= WRITTEN REQUEST =
Output every entry exactly as written, skipping any pictures.

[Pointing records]
■ ■ ■ ■ ■

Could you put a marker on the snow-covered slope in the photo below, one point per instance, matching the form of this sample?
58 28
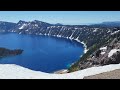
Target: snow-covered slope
11 71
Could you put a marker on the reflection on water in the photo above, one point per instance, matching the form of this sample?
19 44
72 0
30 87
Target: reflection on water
41 53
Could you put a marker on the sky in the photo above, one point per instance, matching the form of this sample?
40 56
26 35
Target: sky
63 17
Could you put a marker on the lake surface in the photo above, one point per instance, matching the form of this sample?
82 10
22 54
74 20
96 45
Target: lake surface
41 53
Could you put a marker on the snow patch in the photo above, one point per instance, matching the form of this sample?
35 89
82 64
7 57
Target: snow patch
103 48
112 52
11 71
22 27
102 53
115 32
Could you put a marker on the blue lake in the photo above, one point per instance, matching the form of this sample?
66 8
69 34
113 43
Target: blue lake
41 53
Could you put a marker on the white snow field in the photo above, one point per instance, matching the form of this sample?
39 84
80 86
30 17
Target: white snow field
112 52
11 71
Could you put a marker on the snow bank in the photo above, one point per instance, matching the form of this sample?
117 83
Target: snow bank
103 48
115 32
22 27
112 52
11 71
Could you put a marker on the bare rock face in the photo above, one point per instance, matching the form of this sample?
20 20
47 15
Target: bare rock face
6 52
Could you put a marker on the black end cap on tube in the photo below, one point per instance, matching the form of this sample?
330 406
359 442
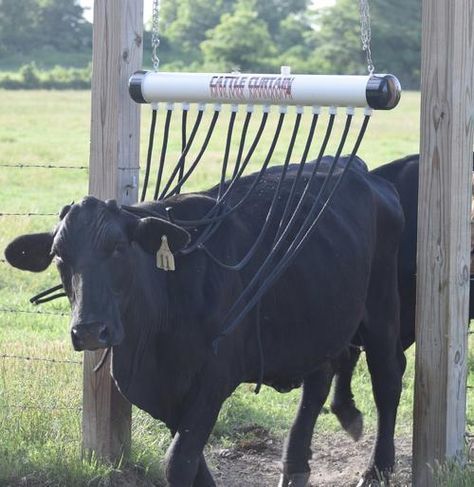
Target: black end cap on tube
383 91
135 86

■ ■ ■ ■ ■

= WRITTEN ANSWER =
Could you put a marker on the snow-covered slope in the photo below, one point per instance, matching the form of this sample?
58 28
Target: snow-covered slope
11 71
Could you put a marker on the reflection on water in the photo above, one point per instance, matching the form of this sample?
19 44
72 0
30 87
Target: reflection on water
41 53
Could you put a marker on the sky in the photo above, one point per instance, matching the form of this sample?
40 56
26 35
Target: sky
63 17
Could you put a marker on the lake surface in the photo above, one point per instance, matching the form of this sample?
82 10
22 54
74 20
96 45
Target: lake surface
41 53
Could you put a marker on the snow patch in the photo above, one point per instance, matching the form of this sample?
35 89
82 64
7 57
Target: snow patch
103 48
112 52
11 71
22 27
102 53
115 32
Could you put a marker on the blue lake in the photo above, one point per instance, matching the form of this sample?
66 8
69 34
113 43
Target: blue lake
41 53
Could you put a marker on the white snow field in the photo above, one point per instance, matching the form of this sample?
39 84
80 86
30 17
Target: white snow field
112 52
11 71
Could you put a marker on the snow bank in the photo above, one point per instance, matching the form of this sample?
117 83
Target: snow bank
103 48
115 32
22 27
112 52
11 71
Could you put a marker on the bare rock face in the photo above, one point per instance, matching the form of this sample?
20 20
47 15
Target: bare rock face
6 52
Could you put a marker on the black end cap on tube in the photo below, one point per instance, matching the form of this sample?
330 406
359 442
Target: black end cap on tube
383 91
135 86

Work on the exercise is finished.